__Problem 1__
Please print the part of the commit diff starting with "DEFS+=-DZT_TRACE" and going on through "-O2 -g -pthread $(INCLUDES) $(DEFS)", word for word.

Merge branch 'adamierymenko-dev' into android-jni

11 years ago · 6d398beefd
5 changed files with 68 additions and 42 deletions
--- a/make-freebsd.mk
+++ b/make-freebsd.mk
@ -1,5 +1,5 @@
-CC=cc
-CXX=c++
+CC?=cc
+CXX?=c++

 INCLUDES=
 DEFS=
@ -16,19 +16,20 @@ endif
 # "make debug" is a shortcut for this
 ifeq ($(ZT_DEBUG),1)
 	DEFS+=-DZT_TRACE 
-	CFLAGS=-Wall -g -pthread $(INCLUDES) $(DEFS)
-	LDFLAGS=
+	CFLAGS+=-Wall -g -pthread $(INCLUDES) $(DEFS)
+	LDFLAGS+=
 	STRIP=echo
 	# The following line enables optimization for the crypto code, since
 	# C25519 in particular is almost UNUSABLE in heavy testing without it.
 ext/lz4/lz4.o node/Salsa20.o node/SHA512.o node/C25519.o node/Poly1305.o: CFLAGS = -Wall -O2 -g -pthread $(INCLUDES) $(DEFS)

__Problem 2__
Output every one of the data-source entries below, line for line and unchanged.

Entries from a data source
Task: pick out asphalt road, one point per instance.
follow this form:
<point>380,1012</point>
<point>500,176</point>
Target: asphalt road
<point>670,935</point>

__Task solution 1__
DEFS+=-DZT_TRACE 
-	CFLAGS=-Wall -g -pthread $(INCLUDES) $(DEFS)
-	LDFLAGS=
+	CFLAGS+=-Wall -g -pthread $(INCLUDES) $(DEFS)
+	LDFLAGS+=
 	STRIP=echo
 	# The following line enables optimization for the crypto code, since
 	# C25519 in particular is almost UNUSABLE in heavy testing without it.
 ext/lz4/lz4.o node/Salsa20.o node/SHA512.o node/C25519.o node/Poly1305.o: CFLAGS = -Wall -O2 -g -pthread $(INCLUDES) $(DEFS)

__Task solution 2__
Task: pick out asphalt road, one point per instance.
follow this form:
<point>380,1012</point>
<point>500,176</point>
Target: asphalt road
<point>670,935</point>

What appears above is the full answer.